- [Exercise details]:
Could you reproduce all of these records exactly?

- [Extracted records]:
►
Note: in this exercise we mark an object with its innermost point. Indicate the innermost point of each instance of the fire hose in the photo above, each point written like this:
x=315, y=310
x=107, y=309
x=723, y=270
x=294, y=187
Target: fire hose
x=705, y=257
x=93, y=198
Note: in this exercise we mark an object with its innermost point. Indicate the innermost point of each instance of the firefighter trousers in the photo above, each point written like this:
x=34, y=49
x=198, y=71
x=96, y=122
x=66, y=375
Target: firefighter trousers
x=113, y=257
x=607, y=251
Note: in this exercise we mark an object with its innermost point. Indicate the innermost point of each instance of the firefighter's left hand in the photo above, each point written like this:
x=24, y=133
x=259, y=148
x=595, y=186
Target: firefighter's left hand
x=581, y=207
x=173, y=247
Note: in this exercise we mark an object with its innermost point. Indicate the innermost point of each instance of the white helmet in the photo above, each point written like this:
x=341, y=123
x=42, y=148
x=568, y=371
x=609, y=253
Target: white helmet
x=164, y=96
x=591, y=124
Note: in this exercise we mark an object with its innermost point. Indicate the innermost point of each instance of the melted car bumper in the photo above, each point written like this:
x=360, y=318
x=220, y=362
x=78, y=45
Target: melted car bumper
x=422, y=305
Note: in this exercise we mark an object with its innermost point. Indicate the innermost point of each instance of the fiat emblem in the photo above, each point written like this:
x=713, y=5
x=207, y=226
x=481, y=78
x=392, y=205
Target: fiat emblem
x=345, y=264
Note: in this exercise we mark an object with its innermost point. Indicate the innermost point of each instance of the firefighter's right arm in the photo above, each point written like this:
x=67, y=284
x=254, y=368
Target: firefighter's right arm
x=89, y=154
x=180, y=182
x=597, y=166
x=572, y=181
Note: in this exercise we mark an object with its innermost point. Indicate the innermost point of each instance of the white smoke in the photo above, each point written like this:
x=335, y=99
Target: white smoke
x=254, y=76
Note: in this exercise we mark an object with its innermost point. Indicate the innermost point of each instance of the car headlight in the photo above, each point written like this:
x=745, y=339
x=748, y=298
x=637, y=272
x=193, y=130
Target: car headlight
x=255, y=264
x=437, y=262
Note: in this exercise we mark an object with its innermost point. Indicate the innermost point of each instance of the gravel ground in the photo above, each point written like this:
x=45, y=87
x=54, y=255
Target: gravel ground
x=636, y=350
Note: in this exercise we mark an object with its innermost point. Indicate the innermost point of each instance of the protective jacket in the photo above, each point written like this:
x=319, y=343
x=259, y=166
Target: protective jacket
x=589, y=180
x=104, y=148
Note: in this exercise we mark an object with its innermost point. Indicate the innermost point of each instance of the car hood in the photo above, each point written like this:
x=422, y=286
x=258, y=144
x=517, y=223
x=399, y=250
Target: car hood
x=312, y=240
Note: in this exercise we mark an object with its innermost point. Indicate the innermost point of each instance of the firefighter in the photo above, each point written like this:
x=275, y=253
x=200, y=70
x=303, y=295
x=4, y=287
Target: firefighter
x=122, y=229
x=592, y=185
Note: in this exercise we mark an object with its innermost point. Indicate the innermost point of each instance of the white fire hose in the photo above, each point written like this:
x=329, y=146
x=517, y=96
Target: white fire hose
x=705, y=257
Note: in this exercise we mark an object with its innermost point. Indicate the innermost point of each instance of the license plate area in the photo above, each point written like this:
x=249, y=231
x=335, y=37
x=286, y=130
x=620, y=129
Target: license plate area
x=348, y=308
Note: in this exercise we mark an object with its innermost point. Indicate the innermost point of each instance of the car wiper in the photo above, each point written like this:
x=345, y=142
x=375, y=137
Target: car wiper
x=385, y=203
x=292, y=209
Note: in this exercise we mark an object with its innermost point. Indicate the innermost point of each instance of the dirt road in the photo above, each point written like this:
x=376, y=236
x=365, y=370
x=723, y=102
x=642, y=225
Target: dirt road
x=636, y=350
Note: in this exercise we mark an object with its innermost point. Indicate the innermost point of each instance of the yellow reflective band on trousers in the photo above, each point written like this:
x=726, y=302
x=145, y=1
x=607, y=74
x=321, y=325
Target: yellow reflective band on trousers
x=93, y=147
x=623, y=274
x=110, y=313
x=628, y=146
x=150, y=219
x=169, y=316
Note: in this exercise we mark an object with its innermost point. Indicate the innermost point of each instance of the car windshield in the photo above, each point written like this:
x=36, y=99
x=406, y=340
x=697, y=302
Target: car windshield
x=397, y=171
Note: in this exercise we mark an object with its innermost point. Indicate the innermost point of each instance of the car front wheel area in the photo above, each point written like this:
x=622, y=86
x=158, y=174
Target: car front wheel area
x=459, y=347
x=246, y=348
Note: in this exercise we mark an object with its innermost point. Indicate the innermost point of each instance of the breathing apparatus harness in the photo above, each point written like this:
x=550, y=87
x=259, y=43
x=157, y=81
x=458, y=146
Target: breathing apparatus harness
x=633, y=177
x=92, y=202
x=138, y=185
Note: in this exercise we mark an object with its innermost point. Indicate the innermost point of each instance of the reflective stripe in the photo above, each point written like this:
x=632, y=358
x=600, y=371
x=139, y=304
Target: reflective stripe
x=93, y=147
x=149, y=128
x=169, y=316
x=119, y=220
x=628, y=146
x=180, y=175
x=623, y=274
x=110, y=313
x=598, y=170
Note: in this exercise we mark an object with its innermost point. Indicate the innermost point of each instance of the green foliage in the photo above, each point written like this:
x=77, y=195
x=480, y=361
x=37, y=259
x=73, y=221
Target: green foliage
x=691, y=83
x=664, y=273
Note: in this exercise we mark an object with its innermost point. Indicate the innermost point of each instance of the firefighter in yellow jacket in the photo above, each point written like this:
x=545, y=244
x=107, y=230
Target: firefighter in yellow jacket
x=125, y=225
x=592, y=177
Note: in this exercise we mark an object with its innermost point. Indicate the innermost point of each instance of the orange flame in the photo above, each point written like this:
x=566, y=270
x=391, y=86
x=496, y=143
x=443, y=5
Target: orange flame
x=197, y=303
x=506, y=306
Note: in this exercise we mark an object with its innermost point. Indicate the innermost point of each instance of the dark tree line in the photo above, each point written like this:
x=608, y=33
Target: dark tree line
◄
- [Final answer]:
Note: in this exercise we mark an object with its innermost point. Indicate the innermost point of each instance of the fire hose in the photo above, each point written like this:
x=315, y=310
x=107, y=309
x=723, y=270
x=294, y=187
Target: fire hose
x=705, y=257
x=93, y=198
Note: in this exercise we mark an object with its innermost point. Indicate the innermost point of each instance of the firefighter trousers in the photo above, each point written like this:
x=34, y=49
x=198, y=71
x=96, y=122
x=66, y=375
Target: firefighter trousers
x=113, y=257
x=607, y=251
Note: in this exercise we mark an object with its innermost point. Indicate the innermost point of each instance of the firefighter's left hand in the photo above, each point written like this:
x=24, y=133
x=259, y=148
x=595, y=186
Target: firefighter's left hand
x=581, y=207
x=173, y=247
Note: in this exercise we mark an object with its innermost point. Indicate the innermost point of each instance of the white helmet in the photo above, each point written like this:
x=341, y=123
x=42, y=148
x=568, y=371
x=609, y=253
Target: white helmet
x=164, y=96
x=591, y=124
Note: in this exercise we mark an object with its innermost point. Indicate the innermost point of each instance of the melted car bumper in the photo above, each point written like this:
x=360, y=318
x=220, y=362
x=78, y=45
Target: melted car bumper
x=422, y=305
Note: in this exercise we mark an object with its innermost point. Indicate the innermost point of each instance of the fiat emblem in the photo above, each point written like this:
x=713, y=5
x=207, y=226
x=481, y=78
x=392, y=205
Target: fiat emblem
x=345, y=264
Note: in this exercise we mark an object with its innermost point. Indicate the innermost point of each instance of the firefighter's right arm in the photo above, each point written like this:
x=67, y=284
x=254, y=368
Target: firefighter's right arm
x=89, y=154
x=180, y=182
x=597, y=166
x=572, y=181
Note: in this exercise we mark an object with its innermost point. Indicate the innermost point of each instance of the white smoke in the photo above, each point written like this:
x=335, y=99
Target: white smoke
x=254, y=76
Note: in this exercise we mark an object with its innermost point. Indicate the innermost point of each instance of the car headlight in the photo above, each point written like this:
x=745, y=339
x=748, y=298
x=637, y=272
x=193, y=130
Target: car headlight
x=255, y=264
x=437, y=262
Note: in this exercise we mark an object with its innermost point. Indicate the innermost point of each instance of the gravel ground in the photo above, each point written like this:
x=45, y=87
x=54, y=255
Target: gravel ground
x=636, y=350
Note: in this exercise we mark an object with its innermost point. Indicate the innermost point of each instance of the protective jacket in the photo above, each point written like this:
x=319, y=343
x=259, y=166
Target: protective jacket
x=589, y=180
x=104, y=148
Note: in this exercise we mark an object with its innermost point. Indicate the innermost point of each instance of the car hood in the photo above, each point written like this:
x=422, y=286
x=258, y=144
x=517, y=223
x=399, y=250
Target: car hood
x=312, y=240
Note: in this exercise we mark an object with its innermost point. Indicate the innermost point of each instance of the firefighter in the photo above, each point written like this:
x=275, y=253
x=200, y=70
x=303, y=295
x=4, y=287
Target: firefighter
x=122, y=229
x=592, y=185
Note: in this exercise we mark an object with its innermost point. Indicate the innermost point of each instance of the white fire hose in the photo above, each point written like this:
x=329, y=146
x=517, y=96
Target: white fire hose
x=705, y=257
Note: in this exercise we mark an object with its innermost point. Indicate the innermost point of each instance of the license plate area in the photo above, each point written like this:
x=249, y=231
x=335, y=37
x=286, y=130
x=620, y=129
Target: license plate area
x=348, y=308
Note: in this exercise we mark an object with its innermost point. Indicate the innermost point of each instance of the car wiper in the photo above, each point written like this:
x=345, y=142
x=375, y=137
Target: car wiper
x=385, y=203
x=292, y=209
Note: in this exercise we mark an object with its innermost point. Indicate the innermost point of each instance of the dirt road in the photo above, each point written like this:
x=376, y=236
x=365, y=370
x=723, y=102
x=642, y=225
Target: dirt road
x=636, y=350
Note: in this exercise we mark an object with its innermost point. Indicate the innermost point of each instance of the yellow reflective band on trousers in the photo above, each point written like this:
x=726, y=302
x=145, y=1
x=607, y=74
x=321, y=325
Target: yellow reflective band on trousers
x=93, y=147
x=623, y=274
x=110, y=313
x=628, y=146
x=150, y=219
x=169, y=316
Note: in this exercise we mark an object with its innermost point. Indicate the innermost point of each instance of the car windshield in the photo above, each point written like this:
x=36, y=99
x=406, y=340
x=697, y=302
Target: car windshield
x=397, y=171
Note: in this exercise we mark an object with its innermost point. Indicate the innermost point of each instance of the car front wheel area in the photo above, each point written like this:
x=622, y=86
x=158, y=174
Target: car front wheel area
x=459, y=347
x=246, y=348
Note: in this exercise we mark an object with its innermost point. Indicate the innermost point of each instance of the breathing apparatus harness in the photo above, each point written like this:
x=550, y=87
x=259, y=43
x=157, y=81
x=458, y=146
Target: breathing apparatus harness
x=633, y=177
x=92, y=202
x=138, y=185
Note: in this exercise we mark an object with its innermost point. Indicate the innermost point of each instance of the reflective stripe in the photo above, each point written like this:
x=632, y=358
x=600, y=371
x=139, y=304
Target: reflective stripe
x=93, y=147
x=149, y=128
x=169, y=316
x=119, y=220
x=628, y=146
x=180, y=175
x=623, y=274
x=110, y=313
x=598, y=170
Note: in this exercise we mark an object with its innermost point. Indicate the innermost point of each instance of the green foliage in the photo above, each point written like this:
x=77, y=195
x=480, y=361
x=37, y=259
x=73, y=221
Target: green foliage
x=691, y=83
x=664, y=273
Note: in this exercise we mark an object with its innermost point. Indicate the innermost point of each instance of the firefighter in yellow jacket in the photo above, each point written like this:
x=545, y=244
x=107, y=230
Target: firefighter in yellow jacket
x=125, y=225
x=592, y=177
Note: in this exercise we mark an object with its innermost point. Indicate the innermost point of each instance of the orange flame in the photo above, each point written like this:
x=566, y=270
x=391, y=86
x=496, y=143
x=443, y=5
Target: orange flame
x=197, y=303
x=506, y=306
Note: in this exercise we mark an object with its innermost point. Indicate the innermost point of each instance of the dark tree line in the photo above, each point written like this:
x=608, y=33
Target: dark tree line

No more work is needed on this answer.